» **Selected excerpt**:
Term insurance refers to extra coverages which you can opt for with a term insurance plan to enhance the plan features and coverage. Different riders offer different benefits against the payment of a nominal premium. Some of the most popular term insurance riders include waiver of premium rider, critical illness rider, accidental death benefit rider, etc.
Most term insurance plans come with riders, which differ in terms of cost as well as terms and conditions. To understand types of term insurance riders in detail, read below:
1. Accidental Death Benefit Rider: With an accidental death benefit rider, one can avail additional sum assured in case the insured dies in the misfortunate event of an accident. The additional sum assured is calculated on the basis of the original sum assured and may differ from one company to another. The premium remains fixed for this rider, for the entire policy term. However, some plans may put a cap on the maximum sum assured that can be availed.
2. Accelerated Death Benefit Rider: The family of a person suffering from a terminal illness like cancer, asthma, kidney failure, lung damage, etc. ends up paying a huge amount for medical expenses incurred due to the treatment. But with accelerated death benefit riders, the family receives a part of the sum assured in advance, which can be of great help in difficult times.
3. Accidental Disability Benefit Rider: In the unfortunate event of an accident, if the insured suffers from partial or permanent disability, then they can be benefited from this rider. Most of the time, term insurance plans pay you for 5-10 years after the accident causing disability, if you are covered under this rider. Often coupled with accidental death riders, this rider can be treated as a source of income.
4. Critical Illness Benefit Rider: With a critical illness benefit rider, the insured can receive a lump sum amount on diagnosis of listed critical illnesses as specified in the policy document. Generally, term insurance plans cover you for cancer, stroke, paralysis, kidney failure, heart attack, major organ transplant, amongst others. The policy can either be continued or terminated after diagnosis of a critical illness, as per the terms and conditions stated in the policy.

» **Natural-language object grounding data**:

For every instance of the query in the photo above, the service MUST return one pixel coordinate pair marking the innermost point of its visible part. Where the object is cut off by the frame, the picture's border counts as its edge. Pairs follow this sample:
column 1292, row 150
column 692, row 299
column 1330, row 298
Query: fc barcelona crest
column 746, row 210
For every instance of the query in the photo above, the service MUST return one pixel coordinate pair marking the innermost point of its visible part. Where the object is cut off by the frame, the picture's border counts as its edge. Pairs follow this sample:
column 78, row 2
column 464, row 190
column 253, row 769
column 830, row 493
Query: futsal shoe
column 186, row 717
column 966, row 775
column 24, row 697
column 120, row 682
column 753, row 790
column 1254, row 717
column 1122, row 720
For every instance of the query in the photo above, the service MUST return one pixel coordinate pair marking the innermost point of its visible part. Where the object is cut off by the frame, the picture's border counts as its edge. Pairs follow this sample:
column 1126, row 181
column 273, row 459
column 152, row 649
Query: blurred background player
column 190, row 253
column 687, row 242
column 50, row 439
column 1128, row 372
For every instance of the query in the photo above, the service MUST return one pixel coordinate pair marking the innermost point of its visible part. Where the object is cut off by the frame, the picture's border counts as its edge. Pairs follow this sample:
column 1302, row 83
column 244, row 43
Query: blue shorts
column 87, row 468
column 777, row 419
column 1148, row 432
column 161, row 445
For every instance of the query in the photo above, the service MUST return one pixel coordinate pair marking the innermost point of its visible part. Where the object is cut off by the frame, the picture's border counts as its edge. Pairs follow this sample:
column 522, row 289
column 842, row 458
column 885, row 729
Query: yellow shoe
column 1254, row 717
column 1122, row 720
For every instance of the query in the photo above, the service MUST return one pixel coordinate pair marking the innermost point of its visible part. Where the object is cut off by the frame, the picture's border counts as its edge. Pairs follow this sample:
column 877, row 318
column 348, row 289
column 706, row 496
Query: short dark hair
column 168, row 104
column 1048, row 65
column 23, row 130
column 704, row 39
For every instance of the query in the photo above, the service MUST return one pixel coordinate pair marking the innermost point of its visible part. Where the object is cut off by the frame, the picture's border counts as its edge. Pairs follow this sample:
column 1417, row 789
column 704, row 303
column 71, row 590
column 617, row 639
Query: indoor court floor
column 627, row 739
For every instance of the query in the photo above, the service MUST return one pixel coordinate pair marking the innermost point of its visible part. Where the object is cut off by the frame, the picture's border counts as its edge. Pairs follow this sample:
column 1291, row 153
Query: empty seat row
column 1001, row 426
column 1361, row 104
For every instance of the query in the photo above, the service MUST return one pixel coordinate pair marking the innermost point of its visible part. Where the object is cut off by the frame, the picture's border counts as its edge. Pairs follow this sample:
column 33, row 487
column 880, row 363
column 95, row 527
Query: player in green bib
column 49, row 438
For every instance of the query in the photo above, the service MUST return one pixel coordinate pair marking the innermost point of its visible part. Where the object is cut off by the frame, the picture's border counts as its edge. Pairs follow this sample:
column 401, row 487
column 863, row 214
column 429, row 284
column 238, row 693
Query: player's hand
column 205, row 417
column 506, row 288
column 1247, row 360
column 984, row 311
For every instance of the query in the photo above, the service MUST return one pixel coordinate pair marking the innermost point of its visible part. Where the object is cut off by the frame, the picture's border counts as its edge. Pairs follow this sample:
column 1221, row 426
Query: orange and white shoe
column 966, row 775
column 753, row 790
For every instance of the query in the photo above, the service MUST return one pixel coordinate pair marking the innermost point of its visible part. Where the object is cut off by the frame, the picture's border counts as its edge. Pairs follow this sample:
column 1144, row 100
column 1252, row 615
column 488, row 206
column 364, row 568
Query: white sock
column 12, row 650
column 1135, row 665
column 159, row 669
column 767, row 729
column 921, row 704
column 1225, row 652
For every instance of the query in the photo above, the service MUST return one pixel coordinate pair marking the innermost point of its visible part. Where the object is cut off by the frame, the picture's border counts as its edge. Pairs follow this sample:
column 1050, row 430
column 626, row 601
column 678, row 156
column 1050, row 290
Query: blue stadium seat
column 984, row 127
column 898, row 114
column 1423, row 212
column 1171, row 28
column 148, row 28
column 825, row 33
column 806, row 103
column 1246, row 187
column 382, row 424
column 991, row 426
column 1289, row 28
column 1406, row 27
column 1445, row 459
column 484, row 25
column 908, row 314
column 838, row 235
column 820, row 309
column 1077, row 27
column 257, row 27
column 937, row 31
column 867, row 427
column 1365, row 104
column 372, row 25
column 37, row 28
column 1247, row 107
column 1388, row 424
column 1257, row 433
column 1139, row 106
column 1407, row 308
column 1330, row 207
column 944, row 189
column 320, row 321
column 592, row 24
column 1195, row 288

» **To do**:
[A] For each statement, (i), (ii) and (iii), say whether it agrees with the text on term insurance riders, answering yes or no and quoting the words from that text that decide it. (i) The premium for the accidental death benefit rider stays fixed for the entire policy term. (ii) Under the accidental disability benefit rider, plans usually pay for 15-20 years after the accident. (iii) After a critical illness is diagnosed, the policy must always be terminated.
[B] According to the text on term insurance riders, what does the family receive under an accelerated death benefit rider?
[C] Pick up the text on term insurance riders after its last sentence and keep writing.
The lines have nothing to do with the text on term insurance riders.

» **Responses by item number**:
[A]
(i) Yes: "The premium remains fixed for this rider, for the entire policy term."
(ii) No: "Most of the time, term insurance plans pay you for 5-10 years after the accident causing disability"
(iii) No: "The policy can either be continued or terminated after diagnosis of a critical illness"

[B] The family receives a part of the sum assured in advance.

[C]
5. Waiver of Premium Rider: As the name suggests, it waves off the future premiums in case the policyholder is not able to pay future premiums due to disability or loss of income. It can be said that this way you can ensure your premium payments until the policy gets expired. In case the insured does not have this rider, and suffers from a disability or is unable to pay the required premium due to some other reason, then the policy will expire and no death benefit will be paid as the premiums were not paid.
6. Income Benefit Rider: This is another useful rider that can be purchased by paying an extra premium at the time of policy purchase. This rider can be treated as a source of income in the misfortunate event of the death of the policyholder. With this rider, the family of the policyholder can avail additional income every year along with the regular sum assured, for up to 5-10 years.
Benefits of Term Insurance Riders
Riders offer greater cover under your term insurance plan. But there are other benefits of purchasing term insurance riders as well. Some of them are explained below:
1. Enhanced Sum Assured: Some term insurance riders also enhance the total coverage. For instance, if your base term insurance policy has a sum assured benefit of Rs. 1 Crore, and you get a critical illness benefit rider, then you can avail coverage for extra Rs. 25 Lakh as well.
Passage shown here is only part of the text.